** START Reading text **
The Core Concept
On July 20, 2018, a new industry group called Bitcoin Optech officially launched with a singular mission: to bridge the communication gap between Bitcoin’s open-source developers and the companies building products on top of the network. Announced by developers John Newbery and James O’Beirne of Chaincode Labs, alongside former Google product manager Steve Lee, Optech represents a coordinated effort to accelerate the adoption of Bitcoin scaling solutions that already exist but remain underutilized.
The timing is deliberate. Bitcoin is trading at roughly $7,470 after posting a 17% weekly gain, its strongest rally in months. Network congestion has eased since the feverish peaks of late 2017, but the underlying scaling challenges remain unsolved. Segregated Witness, activated months earlier, still hasn’t been adopted by all wallets and service providers. Transaction batching is inconsistently implemented across exchanges. Fee estimation algorithms vary wildly. Optech steps into this void.
With seed funding from Xapo CEO Wences Casares and institutional investor John Pfeffer, Optech isn’t building new technology — it’s building the social and operational infrastructure to make existing technology work better. The group charges a $5,000 annual membership fee, though Newbery emphasizes that engagement, not revenue, is the goal.
How It Works Under the Hood
Bitcoin Optech operates through three primary channels: workshops, a weekly newsletter, and an online community forum. The approach is deceptively simple — bring engineers from exchanges, wallet providers, and payment processors into the same room as Bitcoin Core contributors and hash out practical implementation challenges.
The first workshop, held earlier this week in San Francisco, drew 17 engineers representing six prominent Bitcoin companies in the Bay Area. These aren’t marketing events or conference panels — they’re technical working sessions focused on concrete problems: why SegWit adoption is lagging, how to implement transaction batching without breaking user experience, and what improved fee estimation actually looks like in production.
** END Reading text **
** START Data section **
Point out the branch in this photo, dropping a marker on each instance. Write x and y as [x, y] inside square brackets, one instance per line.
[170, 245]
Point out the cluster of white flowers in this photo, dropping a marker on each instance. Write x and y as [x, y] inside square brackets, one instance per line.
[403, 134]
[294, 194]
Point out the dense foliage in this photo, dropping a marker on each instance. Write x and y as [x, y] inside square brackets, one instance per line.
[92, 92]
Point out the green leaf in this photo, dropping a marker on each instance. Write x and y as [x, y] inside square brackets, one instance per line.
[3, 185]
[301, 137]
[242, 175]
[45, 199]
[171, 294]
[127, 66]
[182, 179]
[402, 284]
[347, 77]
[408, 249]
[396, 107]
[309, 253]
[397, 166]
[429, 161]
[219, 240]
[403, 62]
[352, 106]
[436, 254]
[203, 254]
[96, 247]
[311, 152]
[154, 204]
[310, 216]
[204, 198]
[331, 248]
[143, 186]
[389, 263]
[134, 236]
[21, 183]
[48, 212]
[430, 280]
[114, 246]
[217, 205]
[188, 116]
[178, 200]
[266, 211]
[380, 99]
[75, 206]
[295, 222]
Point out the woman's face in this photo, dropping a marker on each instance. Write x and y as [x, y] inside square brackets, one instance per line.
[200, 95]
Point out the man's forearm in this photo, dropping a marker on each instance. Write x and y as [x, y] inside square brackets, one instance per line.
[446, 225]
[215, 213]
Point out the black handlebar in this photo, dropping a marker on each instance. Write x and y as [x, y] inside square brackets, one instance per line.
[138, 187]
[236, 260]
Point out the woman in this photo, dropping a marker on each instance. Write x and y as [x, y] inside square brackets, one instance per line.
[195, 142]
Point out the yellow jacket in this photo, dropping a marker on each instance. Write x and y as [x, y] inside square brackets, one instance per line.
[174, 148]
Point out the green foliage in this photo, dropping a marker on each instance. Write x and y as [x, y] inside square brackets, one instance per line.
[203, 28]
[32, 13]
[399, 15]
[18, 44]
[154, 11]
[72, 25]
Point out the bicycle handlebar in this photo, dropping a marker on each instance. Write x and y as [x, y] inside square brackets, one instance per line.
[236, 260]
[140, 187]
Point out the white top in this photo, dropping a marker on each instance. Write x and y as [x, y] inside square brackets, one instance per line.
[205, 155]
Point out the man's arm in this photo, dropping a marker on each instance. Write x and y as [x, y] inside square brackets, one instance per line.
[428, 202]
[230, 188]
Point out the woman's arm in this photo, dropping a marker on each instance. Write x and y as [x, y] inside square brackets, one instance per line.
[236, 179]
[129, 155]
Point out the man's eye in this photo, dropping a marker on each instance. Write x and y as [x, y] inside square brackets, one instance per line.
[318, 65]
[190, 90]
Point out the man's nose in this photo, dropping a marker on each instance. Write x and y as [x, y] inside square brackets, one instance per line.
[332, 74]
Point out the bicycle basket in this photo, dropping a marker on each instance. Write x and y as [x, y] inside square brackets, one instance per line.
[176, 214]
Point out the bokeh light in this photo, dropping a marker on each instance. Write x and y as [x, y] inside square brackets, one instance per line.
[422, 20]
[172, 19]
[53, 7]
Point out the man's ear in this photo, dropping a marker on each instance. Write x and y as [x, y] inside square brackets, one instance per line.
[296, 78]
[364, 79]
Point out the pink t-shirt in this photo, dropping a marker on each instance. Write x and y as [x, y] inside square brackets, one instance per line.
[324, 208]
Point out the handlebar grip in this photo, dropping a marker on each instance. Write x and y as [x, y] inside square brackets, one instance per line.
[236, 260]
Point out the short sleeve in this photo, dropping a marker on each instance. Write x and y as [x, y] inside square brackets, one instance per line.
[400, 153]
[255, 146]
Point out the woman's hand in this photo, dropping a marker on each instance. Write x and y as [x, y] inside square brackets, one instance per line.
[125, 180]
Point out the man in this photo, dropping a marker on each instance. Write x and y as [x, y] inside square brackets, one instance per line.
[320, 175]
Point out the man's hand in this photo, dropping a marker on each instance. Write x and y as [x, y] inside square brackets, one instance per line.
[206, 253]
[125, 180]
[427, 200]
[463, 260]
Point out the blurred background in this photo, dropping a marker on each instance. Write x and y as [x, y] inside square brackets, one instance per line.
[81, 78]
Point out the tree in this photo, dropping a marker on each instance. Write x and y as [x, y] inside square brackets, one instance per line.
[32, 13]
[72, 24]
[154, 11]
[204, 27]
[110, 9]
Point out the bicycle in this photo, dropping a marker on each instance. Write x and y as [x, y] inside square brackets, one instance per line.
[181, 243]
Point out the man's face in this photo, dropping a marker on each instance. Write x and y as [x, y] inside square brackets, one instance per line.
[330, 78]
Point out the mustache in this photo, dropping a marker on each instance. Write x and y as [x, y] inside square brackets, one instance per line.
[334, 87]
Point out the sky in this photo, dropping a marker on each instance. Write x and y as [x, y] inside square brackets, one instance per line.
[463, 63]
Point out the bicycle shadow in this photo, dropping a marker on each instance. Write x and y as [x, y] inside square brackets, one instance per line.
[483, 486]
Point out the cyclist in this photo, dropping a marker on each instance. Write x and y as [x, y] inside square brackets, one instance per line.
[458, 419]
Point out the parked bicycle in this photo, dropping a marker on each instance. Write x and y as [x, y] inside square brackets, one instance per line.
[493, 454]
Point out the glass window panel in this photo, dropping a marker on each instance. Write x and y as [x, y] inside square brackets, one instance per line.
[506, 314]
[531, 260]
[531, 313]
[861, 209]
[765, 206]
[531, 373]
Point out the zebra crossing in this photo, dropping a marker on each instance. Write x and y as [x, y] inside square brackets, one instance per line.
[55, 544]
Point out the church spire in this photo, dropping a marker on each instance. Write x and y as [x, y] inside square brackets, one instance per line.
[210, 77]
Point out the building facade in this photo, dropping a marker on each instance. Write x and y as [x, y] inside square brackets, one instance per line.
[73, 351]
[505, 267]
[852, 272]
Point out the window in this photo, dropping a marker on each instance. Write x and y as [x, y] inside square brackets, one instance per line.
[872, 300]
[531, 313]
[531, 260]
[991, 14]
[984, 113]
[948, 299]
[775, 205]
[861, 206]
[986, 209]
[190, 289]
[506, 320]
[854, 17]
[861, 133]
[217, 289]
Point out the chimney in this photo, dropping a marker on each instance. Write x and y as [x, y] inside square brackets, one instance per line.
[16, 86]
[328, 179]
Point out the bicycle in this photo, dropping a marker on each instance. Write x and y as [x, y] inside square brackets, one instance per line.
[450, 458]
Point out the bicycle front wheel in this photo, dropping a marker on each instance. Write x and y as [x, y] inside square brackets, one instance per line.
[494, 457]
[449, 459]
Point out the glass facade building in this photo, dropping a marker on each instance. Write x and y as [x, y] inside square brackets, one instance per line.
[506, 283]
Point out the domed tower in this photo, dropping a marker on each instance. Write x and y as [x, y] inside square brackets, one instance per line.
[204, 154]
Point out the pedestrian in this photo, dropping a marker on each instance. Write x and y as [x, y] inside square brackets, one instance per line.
** END Data section **
**Problem statement:**
Answer these questions from the text on Bitcoin Optech:
1. On what date did Bitcoin Optech officially launch?
2. What annual membership fee does the group charge?
3. How many engineers attended the first workshop in San Francisco?
Nothing in the records is needed here.

**Answer:**
1. July 20, 2018
2. $5,000
3. 17